Could you quote, exactly as they stand, the lines running from the one with "In this exercise you will locate the fluffy" to the final line of the material?
>> Begin STORED DATA
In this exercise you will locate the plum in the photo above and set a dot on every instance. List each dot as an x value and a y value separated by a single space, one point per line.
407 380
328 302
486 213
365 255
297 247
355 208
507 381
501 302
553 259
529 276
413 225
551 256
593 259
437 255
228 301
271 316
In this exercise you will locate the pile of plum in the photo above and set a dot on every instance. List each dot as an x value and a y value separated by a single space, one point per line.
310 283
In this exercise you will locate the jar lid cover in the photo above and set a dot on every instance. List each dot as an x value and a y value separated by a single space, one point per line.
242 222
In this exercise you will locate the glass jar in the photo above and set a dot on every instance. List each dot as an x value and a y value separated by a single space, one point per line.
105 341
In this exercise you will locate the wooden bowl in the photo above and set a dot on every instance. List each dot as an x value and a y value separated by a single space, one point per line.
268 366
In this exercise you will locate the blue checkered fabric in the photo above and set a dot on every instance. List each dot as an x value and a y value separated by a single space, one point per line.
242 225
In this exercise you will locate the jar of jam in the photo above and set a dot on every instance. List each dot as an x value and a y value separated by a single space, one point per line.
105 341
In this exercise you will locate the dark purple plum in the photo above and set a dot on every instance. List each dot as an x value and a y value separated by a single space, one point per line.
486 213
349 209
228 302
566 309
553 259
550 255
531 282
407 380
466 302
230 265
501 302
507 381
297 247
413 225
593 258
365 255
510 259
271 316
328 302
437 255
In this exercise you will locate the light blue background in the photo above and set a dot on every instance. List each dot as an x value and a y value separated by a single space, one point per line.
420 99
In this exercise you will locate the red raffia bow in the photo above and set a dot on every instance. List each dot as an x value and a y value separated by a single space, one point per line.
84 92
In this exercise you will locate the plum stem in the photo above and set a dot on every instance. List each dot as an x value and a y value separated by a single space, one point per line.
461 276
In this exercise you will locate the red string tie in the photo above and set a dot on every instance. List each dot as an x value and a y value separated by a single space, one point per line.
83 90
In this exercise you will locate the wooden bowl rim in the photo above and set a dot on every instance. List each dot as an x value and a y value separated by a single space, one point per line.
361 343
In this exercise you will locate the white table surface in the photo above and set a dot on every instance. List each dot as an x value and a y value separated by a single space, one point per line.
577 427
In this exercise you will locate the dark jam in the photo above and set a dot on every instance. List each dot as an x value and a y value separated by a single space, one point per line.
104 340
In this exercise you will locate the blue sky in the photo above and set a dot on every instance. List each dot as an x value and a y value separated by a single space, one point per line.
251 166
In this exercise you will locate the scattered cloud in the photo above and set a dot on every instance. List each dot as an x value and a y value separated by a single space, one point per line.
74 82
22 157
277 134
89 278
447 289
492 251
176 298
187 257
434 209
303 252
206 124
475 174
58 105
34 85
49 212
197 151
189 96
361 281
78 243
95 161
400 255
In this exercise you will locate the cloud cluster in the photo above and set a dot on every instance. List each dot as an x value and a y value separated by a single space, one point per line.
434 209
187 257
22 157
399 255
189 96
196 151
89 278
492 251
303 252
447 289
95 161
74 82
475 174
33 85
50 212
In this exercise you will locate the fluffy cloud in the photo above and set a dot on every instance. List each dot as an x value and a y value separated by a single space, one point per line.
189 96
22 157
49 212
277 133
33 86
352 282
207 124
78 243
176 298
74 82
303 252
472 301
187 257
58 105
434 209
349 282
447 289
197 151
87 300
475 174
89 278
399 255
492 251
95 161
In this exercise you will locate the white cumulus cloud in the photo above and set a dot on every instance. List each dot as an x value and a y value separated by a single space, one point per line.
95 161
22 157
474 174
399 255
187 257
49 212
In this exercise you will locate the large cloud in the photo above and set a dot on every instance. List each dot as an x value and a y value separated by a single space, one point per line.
>> End STORED DATA
■ SOLUTION TO THE EXERCISE:
In this exercise you will locate the fluffy cloud in the photo above and set a dot on every instance. List each dot as an x value and a y value separated by a single space, one point per line.
189 96
22 157
49 212
277 133
33 86
352 282
207 124
78 243
176 298
74 82
303 252
472 301
187 257
58 105
434 209
349 282
447 289
197 151
87 300
475 174
89 278
399 255
492 251
95 161
In this exercise you will locate the white cumulus cloud in the photo above and set a dot on every instance. List each dot as an x value and a y value separated by a single space, one point per line.
95 161
22 157
474 174
399 255
187 257
49 212
In this exercise you will locate the large cloud in the photo above and set a dot on every instance. List each dot as an x value and a y value separated by a single space, one point per line.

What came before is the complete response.